- [Extrait fourni]:

Avec le nouveau coronavirus, certains pays ont recouru à la technologie pour effectuer des tests massifs, c’est le cas de la Corée du Sud et aussi pour localiser les suspects, cas de plusieurs pays asiatiques. L’usage de la technologie y a permis d’éviter le confinement massif et de réduire les incidences de l’épidémie. Dans les pays en développement, la leçon est que les systèmes éducatifs doivent être résolument orientés vers les sciences techniques. Le transfert technologique n’est plus une nécessité pour les pays en développement, mais une urgence.
L’urgence de la coopération mondiale en matière de recherche en santé publique
La coopération entre pays développés, entre les universités et les centres de recherches des différents à travers le monde permettra la réalisation des synergies opérationnelles qui réduiront les coûts de recherches et aussi l’atteinte des synergies financières qui permettront d’accéder à moindre coût aux financements utiles à la réussite de telles ambitions. N’oublions pas que cela engendrera aussi des synergies managériales tant les paradigmes de recherches sont différents d’un pays à un autre.

- [Extraits du matériel]:
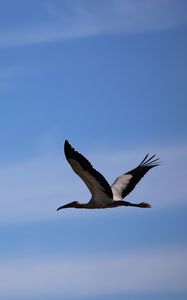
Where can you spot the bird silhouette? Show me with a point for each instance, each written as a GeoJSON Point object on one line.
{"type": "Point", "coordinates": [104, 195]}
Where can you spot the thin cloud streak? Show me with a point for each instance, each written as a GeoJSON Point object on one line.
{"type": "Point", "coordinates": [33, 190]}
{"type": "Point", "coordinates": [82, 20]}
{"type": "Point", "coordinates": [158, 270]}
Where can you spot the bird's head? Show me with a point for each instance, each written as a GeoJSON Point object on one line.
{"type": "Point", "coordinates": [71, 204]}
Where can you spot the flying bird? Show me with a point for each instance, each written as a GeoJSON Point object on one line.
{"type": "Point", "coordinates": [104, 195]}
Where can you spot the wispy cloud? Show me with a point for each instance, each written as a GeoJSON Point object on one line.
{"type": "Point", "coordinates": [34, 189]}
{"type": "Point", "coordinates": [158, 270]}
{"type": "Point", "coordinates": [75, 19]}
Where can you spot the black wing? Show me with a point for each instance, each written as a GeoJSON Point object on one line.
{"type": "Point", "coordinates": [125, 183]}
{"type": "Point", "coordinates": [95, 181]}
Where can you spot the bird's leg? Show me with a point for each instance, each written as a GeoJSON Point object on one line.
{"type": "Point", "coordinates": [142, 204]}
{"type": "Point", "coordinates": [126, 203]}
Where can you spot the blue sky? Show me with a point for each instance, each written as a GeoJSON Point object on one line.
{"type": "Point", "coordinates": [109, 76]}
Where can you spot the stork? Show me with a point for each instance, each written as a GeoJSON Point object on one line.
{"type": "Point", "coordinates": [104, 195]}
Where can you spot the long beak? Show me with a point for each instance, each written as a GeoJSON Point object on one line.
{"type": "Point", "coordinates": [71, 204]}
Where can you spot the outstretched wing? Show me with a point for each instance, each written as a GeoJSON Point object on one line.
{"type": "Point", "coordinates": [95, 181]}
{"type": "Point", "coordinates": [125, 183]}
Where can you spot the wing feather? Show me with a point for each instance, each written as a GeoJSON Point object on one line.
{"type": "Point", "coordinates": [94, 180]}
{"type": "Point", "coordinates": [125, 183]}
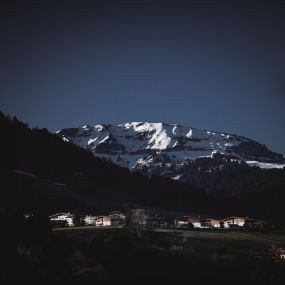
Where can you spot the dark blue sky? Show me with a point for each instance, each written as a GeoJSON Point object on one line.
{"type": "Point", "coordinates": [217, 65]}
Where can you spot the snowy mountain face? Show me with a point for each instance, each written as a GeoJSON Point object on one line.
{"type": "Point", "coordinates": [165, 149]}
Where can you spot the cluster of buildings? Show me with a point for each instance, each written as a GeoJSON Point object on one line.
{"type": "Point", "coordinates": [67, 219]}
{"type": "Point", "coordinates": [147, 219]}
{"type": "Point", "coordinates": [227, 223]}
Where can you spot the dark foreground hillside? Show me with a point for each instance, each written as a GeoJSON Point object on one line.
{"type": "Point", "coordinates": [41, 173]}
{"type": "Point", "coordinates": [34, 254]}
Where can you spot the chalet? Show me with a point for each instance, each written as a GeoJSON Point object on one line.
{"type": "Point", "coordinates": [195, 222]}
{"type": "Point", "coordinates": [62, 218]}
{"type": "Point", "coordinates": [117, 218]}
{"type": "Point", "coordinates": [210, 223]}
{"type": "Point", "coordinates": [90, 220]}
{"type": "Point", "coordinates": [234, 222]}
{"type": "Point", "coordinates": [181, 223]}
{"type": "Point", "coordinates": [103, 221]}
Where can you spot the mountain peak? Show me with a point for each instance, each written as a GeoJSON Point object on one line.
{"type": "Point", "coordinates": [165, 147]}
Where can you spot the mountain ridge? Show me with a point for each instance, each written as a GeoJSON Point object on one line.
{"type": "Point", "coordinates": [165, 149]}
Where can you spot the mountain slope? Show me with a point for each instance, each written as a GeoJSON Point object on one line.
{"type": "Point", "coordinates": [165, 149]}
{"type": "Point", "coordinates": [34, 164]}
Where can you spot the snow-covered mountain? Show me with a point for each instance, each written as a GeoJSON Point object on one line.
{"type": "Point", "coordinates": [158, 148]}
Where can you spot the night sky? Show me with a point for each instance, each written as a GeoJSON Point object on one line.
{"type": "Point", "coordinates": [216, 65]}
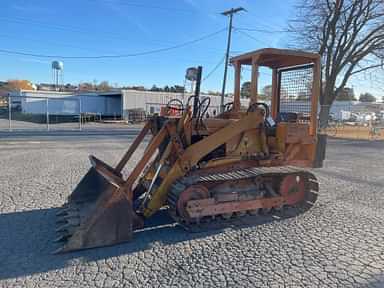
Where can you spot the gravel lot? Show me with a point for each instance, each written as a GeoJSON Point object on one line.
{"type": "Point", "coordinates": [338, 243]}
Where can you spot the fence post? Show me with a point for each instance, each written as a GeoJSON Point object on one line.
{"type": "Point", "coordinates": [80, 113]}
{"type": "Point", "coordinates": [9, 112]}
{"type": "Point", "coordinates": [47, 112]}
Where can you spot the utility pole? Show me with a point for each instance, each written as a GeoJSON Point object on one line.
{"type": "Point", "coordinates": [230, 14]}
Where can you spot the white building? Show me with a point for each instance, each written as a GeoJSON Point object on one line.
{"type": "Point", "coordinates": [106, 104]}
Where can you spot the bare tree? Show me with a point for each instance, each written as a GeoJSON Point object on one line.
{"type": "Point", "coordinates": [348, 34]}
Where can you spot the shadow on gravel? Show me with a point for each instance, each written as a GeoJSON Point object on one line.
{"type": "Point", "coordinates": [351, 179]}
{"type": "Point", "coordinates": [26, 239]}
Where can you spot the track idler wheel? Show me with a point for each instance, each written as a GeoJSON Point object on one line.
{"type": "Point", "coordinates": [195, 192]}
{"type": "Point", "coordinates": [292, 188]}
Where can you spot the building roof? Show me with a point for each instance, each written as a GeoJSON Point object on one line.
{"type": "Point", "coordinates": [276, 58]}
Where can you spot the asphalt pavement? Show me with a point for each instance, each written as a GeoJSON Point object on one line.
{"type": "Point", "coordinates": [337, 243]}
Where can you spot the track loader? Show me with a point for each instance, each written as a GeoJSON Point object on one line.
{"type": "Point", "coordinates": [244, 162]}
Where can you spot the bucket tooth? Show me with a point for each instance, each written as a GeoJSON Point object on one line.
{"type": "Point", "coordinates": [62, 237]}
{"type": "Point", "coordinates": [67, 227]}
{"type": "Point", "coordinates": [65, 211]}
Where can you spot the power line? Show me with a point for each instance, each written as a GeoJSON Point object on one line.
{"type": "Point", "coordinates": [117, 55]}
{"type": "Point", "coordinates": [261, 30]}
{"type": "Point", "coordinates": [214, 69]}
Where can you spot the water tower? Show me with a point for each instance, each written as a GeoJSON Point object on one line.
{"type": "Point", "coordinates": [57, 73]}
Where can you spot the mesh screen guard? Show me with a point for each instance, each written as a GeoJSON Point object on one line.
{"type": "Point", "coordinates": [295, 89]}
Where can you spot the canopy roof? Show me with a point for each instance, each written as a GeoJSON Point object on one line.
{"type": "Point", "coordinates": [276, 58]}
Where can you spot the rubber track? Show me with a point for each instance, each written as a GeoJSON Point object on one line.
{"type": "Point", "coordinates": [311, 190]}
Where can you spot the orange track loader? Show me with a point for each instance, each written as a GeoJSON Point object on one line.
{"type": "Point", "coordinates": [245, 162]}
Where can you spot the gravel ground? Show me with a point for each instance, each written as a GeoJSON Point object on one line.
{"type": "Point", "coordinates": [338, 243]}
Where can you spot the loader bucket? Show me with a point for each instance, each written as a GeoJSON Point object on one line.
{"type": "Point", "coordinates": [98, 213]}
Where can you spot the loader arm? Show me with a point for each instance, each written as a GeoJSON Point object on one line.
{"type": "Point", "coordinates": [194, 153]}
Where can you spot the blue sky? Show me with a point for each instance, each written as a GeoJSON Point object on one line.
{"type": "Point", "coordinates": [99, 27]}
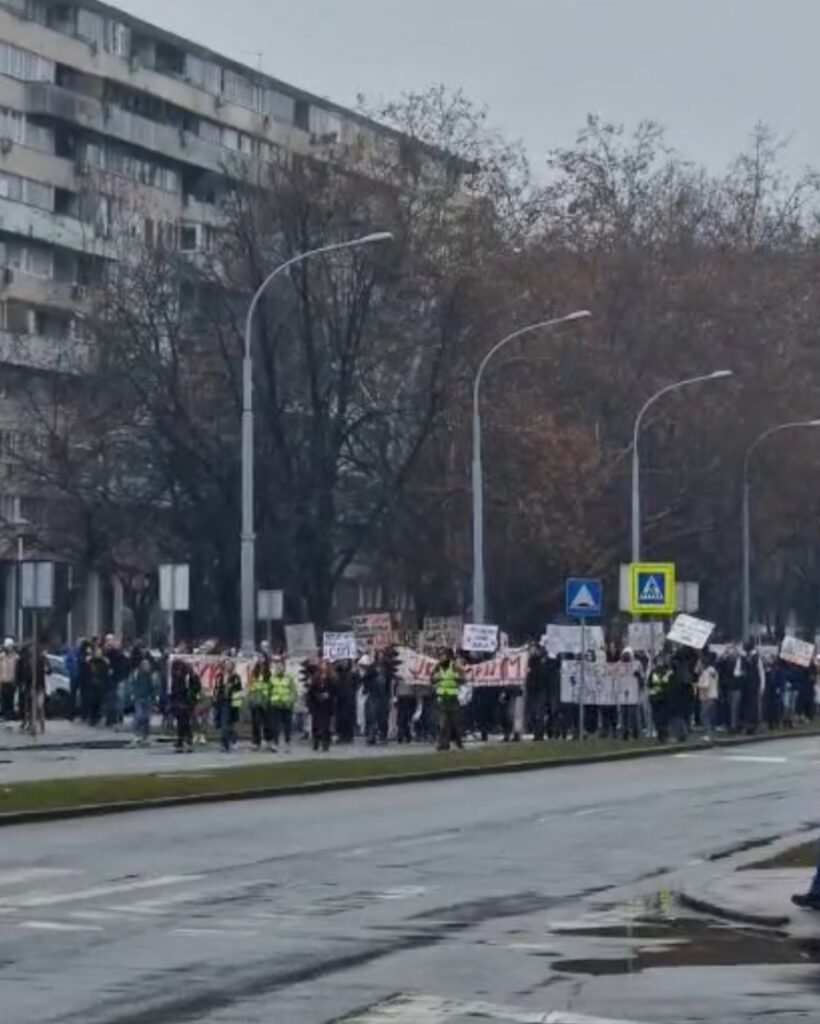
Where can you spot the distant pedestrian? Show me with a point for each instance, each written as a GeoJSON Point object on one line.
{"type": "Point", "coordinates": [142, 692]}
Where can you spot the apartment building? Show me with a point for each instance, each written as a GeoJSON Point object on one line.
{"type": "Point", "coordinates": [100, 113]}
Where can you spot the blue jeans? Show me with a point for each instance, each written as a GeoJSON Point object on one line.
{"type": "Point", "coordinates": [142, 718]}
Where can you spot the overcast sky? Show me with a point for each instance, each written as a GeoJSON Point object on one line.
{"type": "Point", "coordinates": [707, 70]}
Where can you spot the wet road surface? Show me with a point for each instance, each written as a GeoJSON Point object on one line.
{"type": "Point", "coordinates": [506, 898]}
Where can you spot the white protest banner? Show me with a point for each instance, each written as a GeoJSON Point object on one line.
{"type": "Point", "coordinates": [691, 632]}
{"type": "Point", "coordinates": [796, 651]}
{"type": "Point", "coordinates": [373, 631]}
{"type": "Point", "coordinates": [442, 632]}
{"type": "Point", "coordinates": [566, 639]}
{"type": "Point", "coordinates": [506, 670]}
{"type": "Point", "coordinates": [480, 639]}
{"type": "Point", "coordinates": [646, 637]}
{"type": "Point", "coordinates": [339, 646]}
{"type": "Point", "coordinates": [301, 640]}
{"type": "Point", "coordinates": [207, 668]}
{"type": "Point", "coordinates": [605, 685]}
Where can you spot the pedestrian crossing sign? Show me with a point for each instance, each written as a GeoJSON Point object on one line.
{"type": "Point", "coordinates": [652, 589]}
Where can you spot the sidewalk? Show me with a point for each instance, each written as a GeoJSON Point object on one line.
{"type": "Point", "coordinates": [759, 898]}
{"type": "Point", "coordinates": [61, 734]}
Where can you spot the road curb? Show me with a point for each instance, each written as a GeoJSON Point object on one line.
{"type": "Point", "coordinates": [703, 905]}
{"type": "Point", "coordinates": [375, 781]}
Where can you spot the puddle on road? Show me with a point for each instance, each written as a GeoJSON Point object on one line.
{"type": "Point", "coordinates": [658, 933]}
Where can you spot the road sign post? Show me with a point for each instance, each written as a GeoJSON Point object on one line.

- [Consigne]: Recopiez le passage de l'extrait fourni qui commence par les mots « L’urgence de la » et s'arrête après « à un autre. ».

- [Corrigé détaillé]:
L’urgence de la coopération mondiale en matière de recherche en santé publique
La coopération entre pays développés, entre les universités et les centres de recherches des différents à travers le monde permettra la réalisation des synergies opérationnelles qui réduiront les coûts de recherches et aussi l’atteinte des synergies financières qui permettront d’accéder à moindre coût aux financements utiles à la réussite de telles ambitions. N’oublions pas que cela engendrera aussi des synergies managériales tant les paradigmes de recherches sont différents d’un pays à un autre.